[Exercise task]
From the records below, render the lines from the one containing "Give the segmentation of every instance of the soft" through the one containing "List every instance of the soft", including both, as a JSON list of strings with one string per line and blank lines omitted. Include only those lines.

[Mask labeling records]
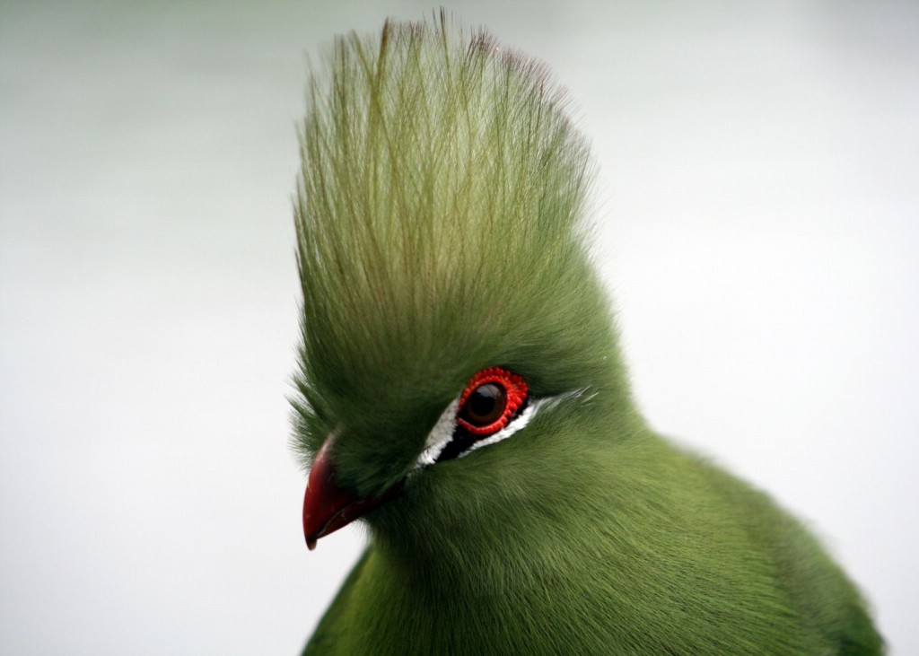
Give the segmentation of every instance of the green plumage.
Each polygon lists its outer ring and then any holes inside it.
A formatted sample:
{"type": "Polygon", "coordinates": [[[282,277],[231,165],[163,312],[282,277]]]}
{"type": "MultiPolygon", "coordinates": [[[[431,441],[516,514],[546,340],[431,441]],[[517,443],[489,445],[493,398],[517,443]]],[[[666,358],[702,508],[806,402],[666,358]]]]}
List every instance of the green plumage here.
{"type": "Polygon", "coordinates": [[[334,434],[355,495],[405,483],[305,653],[879,653],[815,540],[635,409],[585,248],[588,150],[545,72],[443,16],[326,63],[295,208],[295,445],[309,462],[334,434]],[[555,402],[414,469],[494,366],[555,402]]]}

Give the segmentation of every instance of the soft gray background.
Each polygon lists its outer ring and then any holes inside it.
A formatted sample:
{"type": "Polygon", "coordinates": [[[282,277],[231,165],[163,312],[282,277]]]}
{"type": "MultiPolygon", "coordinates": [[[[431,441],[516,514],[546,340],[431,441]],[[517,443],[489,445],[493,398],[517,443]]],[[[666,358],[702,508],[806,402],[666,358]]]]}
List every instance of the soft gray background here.
{"type": "MultiPolygon", "coordinates": [[[[919,653],[919,3],[451,5],[547,62],[653,425],[919,653]]],[[[0,5],[0,652],[292,654],[304,57],[413,2],[0,5]]]]}

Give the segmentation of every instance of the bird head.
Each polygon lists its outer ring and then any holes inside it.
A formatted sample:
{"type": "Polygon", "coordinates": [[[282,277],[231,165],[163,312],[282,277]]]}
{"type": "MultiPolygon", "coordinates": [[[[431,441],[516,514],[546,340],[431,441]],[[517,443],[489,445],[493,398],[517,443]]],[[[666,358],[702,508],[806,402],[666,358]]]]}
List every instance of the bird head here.
{"type": "Polygon", "coordinates": [[[341,37],[301,156],[311,549],[359,516],[411,540],[422,516],[497,521],[591,423],[631,415],[585,248],[588,149],[541,65],[443,15],[341,37]]]}

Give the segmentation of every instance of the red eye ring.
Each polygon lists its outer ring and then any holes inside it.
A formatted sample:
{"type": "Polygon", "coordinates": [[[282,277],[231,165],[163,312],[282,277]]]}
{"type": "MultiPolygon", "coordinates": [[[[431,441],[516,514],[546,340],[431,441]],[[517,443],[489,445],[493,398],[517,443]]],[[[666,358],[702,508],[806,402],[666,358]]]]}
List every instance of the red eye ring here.
{"type": "MultiPolygon", "coordinates": [[[[490,388],[486,388],[489,389],[490,388]]],[[[489,396],[494,392],[490,391],[489,396]]],[[[483,436],[497,433],[507,425],[507,423],[527,402],[528,388],[527,381],[515,373],[500,367],[491,367],[482,369],[470,379],[460,396],[460,409],[457,411],[457,424],[473,435],[483,436]],[[495,407],[493,413],[496,418],[488,424],[480,424],[470,421],[471,406],[475,397],[473,393],[486,386],[498,386],[504,394],[497,394],[497,403],[503,403],[503,408],[495,407]]]]}

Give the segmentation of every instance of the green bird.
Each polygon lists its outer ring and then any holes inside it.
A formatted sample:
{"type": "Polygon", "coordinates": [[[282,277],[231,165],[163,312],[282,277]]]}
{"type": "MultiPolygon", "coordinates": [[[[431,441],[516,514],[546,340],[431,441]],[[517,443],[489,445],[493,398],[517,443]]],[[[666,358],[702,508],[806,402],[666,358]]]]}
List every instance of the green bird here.
{"type": "Polygon", "coordinates": [[[304,654],[877,654],[845,574],[636,408],[544,67],[443,14],[339,38],[294,201],[306,542],[367,550],[304,654]]]}

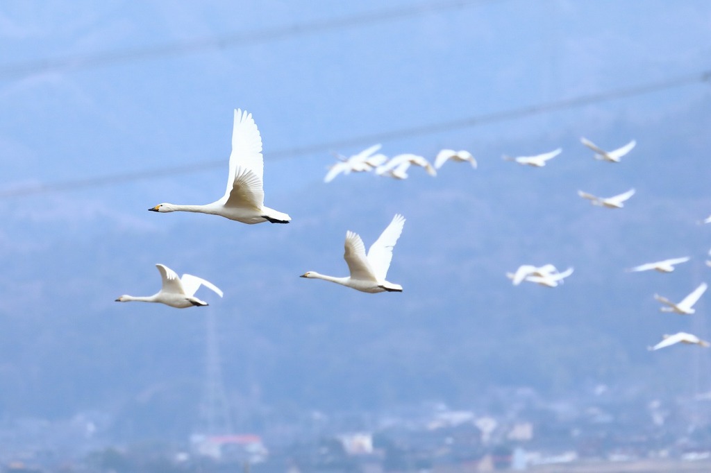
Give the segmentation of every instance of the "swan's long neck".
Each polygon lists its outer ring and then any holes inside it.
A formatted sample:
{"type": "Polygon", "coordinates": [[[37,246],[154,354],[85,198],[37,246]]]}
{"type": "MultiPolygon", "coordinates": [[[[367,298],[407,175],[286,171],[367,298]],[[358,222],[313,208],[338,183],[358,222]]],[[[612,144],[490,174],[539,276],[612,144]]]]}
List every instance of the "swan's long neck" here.
{"type": "Polygon", "coordinates": [[[172,204],[173,210],[176,212],[197,212],[201,214],[214,214],[210,205],[177,205],[172,204]]]}
{"type": "Polygon", "coordinates": [[[122,295],[122,302],[156,302],[156,295],[122,295]]]}
{"type": "Polygon", "coordinates": [[[324,281],[330,281],[331,283],[336,283],[336,284],[342,284],[343,286],[348,286],[348,282],[351,281],[351,278],[346,276],[345,278],[336,278],[335,276],[330,276],[326,274],[321,274],[320,273],[316,273],[316,271],[309,271],[309,278],[315,278],[316,279],[323,279],[324,281]]]}

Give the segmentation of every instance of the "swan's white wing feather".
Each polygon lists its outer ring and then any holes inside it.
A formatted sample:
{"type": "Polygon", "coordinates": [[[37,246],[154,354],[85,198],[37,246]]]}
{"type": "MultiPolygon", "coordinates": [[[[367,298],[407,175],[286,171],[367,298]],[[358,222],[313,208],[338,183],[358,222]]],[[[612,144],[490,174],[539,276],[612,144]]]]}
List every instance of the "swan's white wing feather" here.
{"type": "Polygon", "coordinates": [[[599,154],[605,154],[606,153],[606,151],[600,149],[595,145],[594,143],[593,143],[592,141],[591,141],[590,140],[587,139],[585,137],[580,138],[580,143],[583,143],[584,145],[592,149],[595,153],[598,153],[599,154]]]}
{"type": "Polygon", "coordinates": [[[690,259],[691,259],[691,258],[690,258],[689,256],[683,256],[681,258],[672,258],[670,259],[665,259],[663,261],[660,261],[660,263],[663,264],[680,264],[681,263],[686,263],[690,259]]]}
{"type": "Polygon", "coordinates": [[[434,158],[435,168],[439,169],[442,168],[442,165],[447,162],[447,160],[449,159],[455,154],[456,154],[456,153],[453,149],[443,149],[437,153],[437,156],[434,158]]]}
{"type": "Polygon", "coordinates": [[[183,283],[183,289],[187,295],[194,295],[201,286],[204,286],[208,289],[213,290],[220,297],[223,296],[222,290],[208,281],[205,281],[202,278],[194,276],[192,274],[183,274],[181,278],[183,283]]]}
{"type": "Polygon", "coordinates": [[[616,204],[620,204],[620,203],[622,203],[623,202],[627,200],[628,199],[629,199],[633,195],[634,195],[634,192],[635,192],[635,190],[634,189],[630,189],[629,190],[628,190],[626,192],[622,192],[621,194],[618,194],[617,195],[614,195],[614,196],[609,197],[609,199],[606,199],[606,200],[607,200],[609,202],[614,202],[614,203],[616,203],[616,204]]]}
{"type": "Polygon", "coordinates": [[[578,195],[582,197],[583,199],[587,199],[588,200],[599,200],[599,197],[592,194],[588,194],[587,192],[584,192],[582,190],[578,191],[578,195]]]}
{"type": "Polygon", "coordinates": [[[555,158],[557,156],[560,154],[562,152],[562,151],[563,151],[562,148],[559,148],[558,149],[554,150],[549,153],[544,153],[542,154],[539,154],[538,156],[533,156],[533,157],[542,161],[547,161],[549,159],[552,159],[553,158],[555,158]]]}
{"type": "Polygon", "coordinates": [[[634,148],[637,142],[635,140],[632,140],[631,141],[630,141],[625,146],[621,146],[621,148],[618,148],[616,150],[609,151],[607,153],[607,156],[609,156],[611,159],[614,160],[619,159],[624,155],[631,151],[632,148],[634,148]]]}
{"type": "Polygon", "coordinates": [[[664,339],[658,343],[657,344],[652,347],[651,349],[658,350],[660,348],[664,348],[665,347],[669,347],[675,344],[681,342],[683,336],[685,335],[683,332],[680,332],[679,333],[675,333],[673,335],[665,335],[664,339]]]}
{"type": "Polygon", "coordinates": [[[363,244],[363,240],[357,233],[350,230],[346,232],[345,248],[343,259],[348,265],[351,278],[378,282],[378,278],[365,256],[365,245],[363,244]]]}
{"type": "Polygon", "coordinates": [[[634,266],[634,268],[630,268],[629,271],[646,271],[648,269],[654,269],[657,267],[658,263],[645,263],[644,264],[641,264],[638,266],[634,266]]]}
{"type": "Polygon", "coordinates": [[[237,166],[232,191],[223,202],[225,207],[254,209],[261,211],[264,202],[262,179],[251,170],[237,166]]]}
{"type": "Polygon", "coordinates": [[[237,168],[248,169],[260,180],[264,180],[264,158],[262,156],[262,137],[260,136],[260,131],[252,118],[252,114],[240,109],[235,110],[225,200],[233,189],[237,168]]]}
{"type": "Polygon", "coordinates": [[[693,307],[694,304],[696,303],[696,301],[697,301],[706,291],[706,288],[707,287],[708,285],[707,285],[706,283],[701,283],[701,284],[699,285],[699,287],[694,289],[690,294],[684,298],[680,303],[677,304],[677,305],[680,308],[690,309],[693,307]]]}
{"type": "Polygon", "coordinates": [[[174,271],[164,264],[156,264],[158,272],[161,273],[163,279],[163,286],[161,288],[164,293],[174,293],[176,294],[185,294],[183,285],[181,283],[180,278],[174,271]]]}
{"type": "Polygon", "coordinates": [[[368,251],[368,261],[378,281],[385,281],[392,261],[392,248],[402,233],[405,217],[395,214],[390,224],[383,231],[368,251]]]}

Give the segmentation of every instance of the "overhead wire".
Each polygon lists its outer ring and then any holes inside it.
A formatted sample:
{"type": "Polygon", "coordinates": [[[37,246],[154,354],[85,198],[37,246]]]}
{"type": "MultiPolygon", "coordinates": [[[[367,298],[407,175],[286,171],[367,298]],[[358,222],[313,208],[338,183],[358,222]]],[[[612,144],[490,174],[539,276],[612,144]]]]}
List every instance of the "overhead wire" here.
{"type": "MultiPolygon", "coordinates": [[[[294,147],[265,153],[269,159],[284,159],[313,153],[327,152],[334,148],[357,145],[369,145],[376,142],[388,141],[410,136],[435,134],[443,131],[470,128],[479,125],[513,120],[525,116],[552,112],[576,108],[596,103],[609,102],[629,98],[663,90],[680,87],[685,85],[707,82],[711,80],[711,70],[700,73],[680,76],[667,80],[651,82],[634,87],[616,89],[594,94],[579,95],[569,99],[563,99],[543,104],[515,107],[508,110],[494,112],[489,114],[476,115],[464,119],[450,120],[437,124],[429,124],[418,126],[402,128],[383,133],[361,135],[353,138],[317,143],[305,146],[294,147]]],[[[225,165],[225,160],[203,161],[191,165],[147,169],[124,174],[88,178],[85,179],[68,180],[50,184],[26,186],[0,190],[0,199],[7,199],[45,192],[58,192],[118,184],[143,179],[155,179],[169,175],[200,172],[225,165]]]]}
{"type": "Polygon", "coordinates": [[[166,43],[142,48],[102,51],[64,58],[0,65],[0,79],[16,78],[32,74],[57,70],[86,69],[161,57],[190,54],[201,51],[254,45],[287,38],[313,35],[325,31],[392,21],[426,13],[443,11],[466,6],[497,3],[507,0],[444,0],[423,2],[403,6],[356,13],[347,16],[313,20],[284,26],[276,26],[255,31],[233,33],[209,36],[191,40],[166,43]]]}

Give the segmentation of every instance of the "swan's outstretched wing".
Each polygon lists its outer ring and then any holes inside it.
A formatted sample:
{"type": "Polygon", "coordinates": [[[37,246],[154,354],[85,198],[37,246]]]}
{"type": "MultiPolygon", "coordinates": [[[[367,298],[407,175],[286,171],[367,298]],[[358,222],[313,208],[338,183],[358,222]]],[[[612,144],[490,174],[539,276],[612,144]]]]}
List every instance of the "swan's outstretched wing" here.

[Solved exercise]
[
  "Give the segmentation of every instance of the soft gray background.",
  "Each polygon lists its outer ring and then any holes inside it.",
  "A formatted sample:",
  "{\"type\": \"Polygon\", \"coordinates\": [[[282,277],[231,165],[163,312],[282,277]]]}",
  "{\"type\": \"MultiPolygon\", \"coordinates\": [[[[431,441],[516,514],[546,340],[431,441]],[[517,443],[489,445],[493,398],[517,443]]],[[[666,358],[702,508],[806,402],[666,358]]]]}",
  "List every instance of the soft gray background here."
]